- EXERCISE BRIEF:
Without any omission, reproduce the records that follow.

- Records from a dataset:

>>>

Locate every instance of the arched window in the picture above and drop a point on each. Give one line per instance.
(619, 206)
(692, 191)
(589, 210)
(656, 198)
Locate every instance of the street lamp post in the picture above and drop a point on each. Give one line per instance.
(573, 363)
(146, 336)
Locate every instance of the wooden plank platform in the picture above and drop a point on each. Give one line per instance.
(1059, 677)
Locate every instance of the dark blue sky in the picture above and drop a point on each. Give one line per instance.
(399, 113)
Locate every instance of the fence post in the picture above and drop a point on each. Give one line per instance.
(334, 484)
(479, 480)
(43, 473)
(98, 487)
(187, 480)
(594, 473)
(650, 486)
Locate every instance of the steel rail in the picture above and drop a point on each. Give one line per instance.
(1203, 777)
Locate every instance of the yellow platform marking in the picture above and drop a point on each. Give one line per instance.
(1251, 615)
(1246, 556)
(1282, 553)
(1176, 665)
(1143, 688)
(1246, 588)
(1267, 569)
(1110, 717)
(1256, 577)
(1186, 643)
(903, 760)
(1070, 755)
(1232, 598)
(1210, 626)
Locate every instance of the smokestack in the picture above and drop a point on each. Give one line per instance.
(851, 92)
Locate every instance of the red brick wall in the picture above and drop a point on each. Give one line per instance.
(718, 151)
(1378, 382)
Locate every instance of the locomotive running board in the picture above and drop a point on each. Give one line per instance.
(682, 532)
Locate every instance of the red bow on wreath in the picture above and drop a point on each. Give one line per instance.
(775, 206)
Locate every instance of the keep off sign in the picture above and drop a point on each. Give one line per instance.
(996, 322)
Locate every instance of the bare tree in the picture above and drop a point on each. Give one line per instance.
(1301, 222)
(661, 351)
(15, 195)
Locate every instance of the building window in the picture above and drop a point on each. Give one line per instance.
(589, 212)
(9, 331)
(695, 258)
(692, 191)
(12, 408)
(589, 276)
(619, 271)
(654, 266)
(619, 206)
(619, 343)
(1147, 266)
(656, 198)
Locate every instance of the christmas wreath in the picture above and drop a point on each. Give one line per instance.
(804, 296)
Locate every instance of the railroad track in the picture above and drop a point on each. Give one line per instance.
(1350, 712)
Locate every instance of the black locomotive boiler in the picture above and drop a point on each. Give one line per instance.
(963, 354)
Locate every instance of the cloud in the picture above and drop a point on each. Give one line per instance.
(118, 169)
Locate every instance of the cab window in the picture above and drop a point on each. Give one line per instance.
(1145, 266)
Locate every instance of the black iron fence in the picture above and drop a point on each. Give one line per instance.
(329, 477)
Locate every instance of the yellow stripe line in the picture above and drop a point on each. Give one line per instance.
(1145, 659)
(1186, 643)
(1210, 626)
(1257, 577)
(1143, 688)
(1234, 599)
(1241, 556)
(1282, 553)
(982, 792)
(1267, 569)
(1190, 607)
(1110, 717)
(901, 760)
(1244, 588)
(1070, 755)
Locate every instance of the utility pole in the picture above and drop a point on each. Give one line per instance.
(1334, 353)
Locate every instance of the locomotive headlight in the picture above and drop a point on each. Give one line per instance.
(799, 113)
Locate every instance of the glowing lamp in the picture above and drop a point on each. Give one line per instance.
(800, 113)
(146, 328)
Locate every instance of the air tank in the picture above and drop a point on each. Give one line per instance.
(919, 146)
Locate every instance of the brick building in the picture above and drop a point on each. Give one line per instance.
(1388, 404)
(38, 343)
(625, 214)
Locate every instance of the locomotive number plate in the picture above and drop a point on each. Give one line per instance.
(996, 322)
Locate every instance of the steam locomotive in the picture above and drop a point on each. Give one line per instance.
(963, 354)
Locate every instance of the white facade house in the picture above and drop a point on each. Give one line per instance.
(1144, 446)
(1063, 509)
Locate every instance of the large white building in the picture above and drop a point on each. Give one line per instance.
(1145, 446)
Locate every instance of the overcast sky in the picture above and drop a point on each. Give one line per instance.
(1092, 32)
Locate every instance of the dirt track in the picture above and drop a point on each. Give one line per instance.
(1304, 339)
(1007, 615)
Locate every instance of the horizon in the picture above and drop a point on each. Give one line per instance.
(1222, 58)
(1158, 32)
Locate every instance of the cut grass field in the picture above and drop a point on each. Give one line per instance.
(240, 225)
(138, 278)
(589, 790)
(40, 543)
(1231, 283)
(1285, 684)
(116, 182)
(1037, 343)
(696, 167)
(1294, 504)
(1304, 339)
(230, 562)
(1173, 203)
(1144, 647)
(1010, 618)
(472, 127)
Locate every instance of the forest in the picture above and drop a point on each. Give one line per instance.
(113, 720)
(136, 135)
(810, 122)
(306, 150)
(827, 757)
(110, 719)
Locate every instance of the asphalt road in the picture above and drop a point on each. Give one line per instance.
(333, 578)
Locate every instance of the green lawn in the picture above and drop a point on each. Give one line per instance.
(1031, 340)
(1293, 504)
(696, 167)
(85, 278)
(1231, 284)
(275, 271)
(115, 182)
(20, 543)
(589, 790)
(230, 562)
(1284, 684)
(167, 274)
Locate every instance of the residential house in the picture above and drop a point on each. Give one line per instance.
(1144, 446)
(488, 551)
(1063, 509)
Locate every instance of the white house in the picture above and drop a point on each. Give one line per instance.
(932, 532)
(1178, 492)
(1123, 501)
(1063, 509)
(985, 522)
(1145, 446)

<<<

- EXPECTED ANSWER:
Locate every instance of the arched window in the picture above and drop a point on each. Give one line per instance.
(619, 206)
(692, 191)
(589, 210)
(656, 198)
Locate every instance of the street lamp post in the picture above and drop a point on each. Give one line per instance.
(573, 363)
(146, 336)
Locate every instance of the wooden plank platform in the picture above and drop a point on each. Give one line per instance.
(1059, 677)
Locate every instance of the dark blue sky in the picture above and drop a point on each. Give one line per instance.
(399, 113)
Locate every instance of the fence post in the picture above and drop a point on each. Give one line per instance.
(334, 484)
(479, 480)
(43, 473)
(98, 487)
(187, 480)
(594, 473)
(650, 486)
Locate every instance of the steel rail in the picture above and drop a point on each. Give one line per instance.
(1203, 777)
Locate every instance of the yellow platform marking in the picture above and drop a point on each. Give one line per instance.
(1251, 615)
(1246, 556)
(1282, 553)
(1176, 665)
(1143, 688)
(1246, 588)
(1267, 569)
(1110, 717)
(1256, 577)
(1186, 643)
(903, 760)
(1070, 755)
(1232, 598)
(1210, 626)
Locate every instance of the smokestack in the picture above and drop a point on each. Give one line per instance.
(851, 92)
Locate every instance of the red brick wall in the picture above and drop a point on each. Give one line per instance.
(718, 151)
(1378, 382)
Locate every instance of the locomotive running board in the picture above and drop a point on each. Give one line per instance.
(682, 532)
Locate every instance of the red bow on wreath in the picture above and drop a point on each. Give one line per instance.
(775, 206)
Locate every instance of the keep off sign in the picture above and drop a point on each. Give one line per instance.
(996, 322)
Locate every instance of the bare tree in the picture above and drop a point on each. Give one line per instance.
(1301, 222)
(661, 351)
(15, 195)
Locate every instance of the building window in the picture above and drop a point on each. Give one line per instance.
(589, 212)
(9, 331)
(695, 258)
(692, 191)
(12, 408)
(589, 276)
(619, 271)
(654, 266)
(619, 206)
(619, 343)
(1147, 266)
(656, 198)
Locate every instance of the christmas wreath in the picture above and drop a point on each. Give one line per instance.
(804, 296)
Locate every instance of the railroad track in the picture above and drop a point on each. Give one line per instance.
(1350, 712)
Locate every instance of the black locomotive boiler in the picture above and drop a point on each. Give one line per instance.
(963, 354)
Locate every instance of the cloud in the picture above and drop a point on each. Give one line per instance.
(118, 169)
Locate every instance of the cab window in the picture above and drop a point on each. Give one line per instance.
(1145, 266)
Locate every instance of the black iron fence in the picture above and drop a point on each. Give one line per instance.
(329, 477)
Locate every instance of the yellow stripe line in the picture above and drop a point on each. Give one line per instance.
(1145, 659)
(1186, 643)
(1210, 626)
(1257, 577)
(1143, 688)
(1234, 599)
(1241, 556)
(1282, 553)
(982, 792)
(1267, 569)
(1190, 607)
(1110, 717)
(901, 760)
(1244, 588)
(1070, 755)
Locate every instance of the utility pole in the picture above and drop a point on each. Give one line per instance.
(1334, 353)
Locate every instance of the locomotive headlight in the picture above and drop a point on each. Give one line per instance.
(799, 113)
Locate every instance of the glowing lamp in the picture above and drop a point on each. Give one line per instance.
(800, 113)
(146, 328)
Locate every instance of the air tank in the picture above and drop a point on each. Give one line per instance.
(919, 146)
Locate every instance of the brick building in the picture above and drop a point on each. Give one line per instance.
(1388, 404)
(38, 343)
(625, 214)
Locate every instance of the locomotive number plate in the picture above and drop a point on each. Give one line per instance.
(996, 322)
Locate every instance of the steam locomotive in the picture above and drop a point on each. Give one line per instance.
(963, 354)
Locate every instance of the white facade house in the picture above and drop a point on each. Give one line per instance.
(1144, 446)
(1063, 509)
Locate every instance of the large white building in the picture above and drop a point on each. Give one line per instance.
(1145, 446)
Locate every instance of the overcast sky in the picture above and drop a point on each. Give one line per instance.
(1092, 32)
Locate every instance of the dirt track in the picture above and drop a point on each. Give one line per instance.
(1304, 339)
(1007, 615)
Locate every instance of the horizon in the picture above and drop a point on each. Give one line per instance.
(1222, 58)
(1158, 32)
Locate every instance of the cut grass field in the picture above and drop a point on each. Give one line per instance.
(240, 225)
(138, 278)
(589, 790)
(40, 543)
(1231, 283)
(1285, 684)
(116, 182)
(1037, 343)
(696, 167)
(1294, 504)
(1304, 339)
(230, 562)
(1173, 203)
(1144, 647)
(1010, 618)
(472, 127)
Locate every instance of the forest in the picture above and drop a point on each. Give one line per instance.
(113, 720)
(136, 135)
(810, 122)
(306, 150)
(827, 757)
(110, 719)
Locate every instance of the asphalt road in the picture above and drop a point on each. Give one line per instance.
(333, 578)
Locate every instance of the green lawn in the picture above and drop a point on each. Give one line per instance.
(1031, 340)
(1293, 504)
(696, 167)
(85, 278)
(1231, 284)
(275, 271)
(115, 182)
(20, 543)
(589, 790)
(230, 562)
(1284, 684)
(167, 274)
Locate every instance of the residential house in the picture above and drop a point on each. Give one line per instance.
(1144, 446)
(488, 551)
(1063, 509)
Locate every instance of the white house in the picture above and drop a point on each. Give one line per instance.
(932, 532)
(1178, 492)
(1123, 501)
(1063, 509)
(985, 522)
(1145, 446)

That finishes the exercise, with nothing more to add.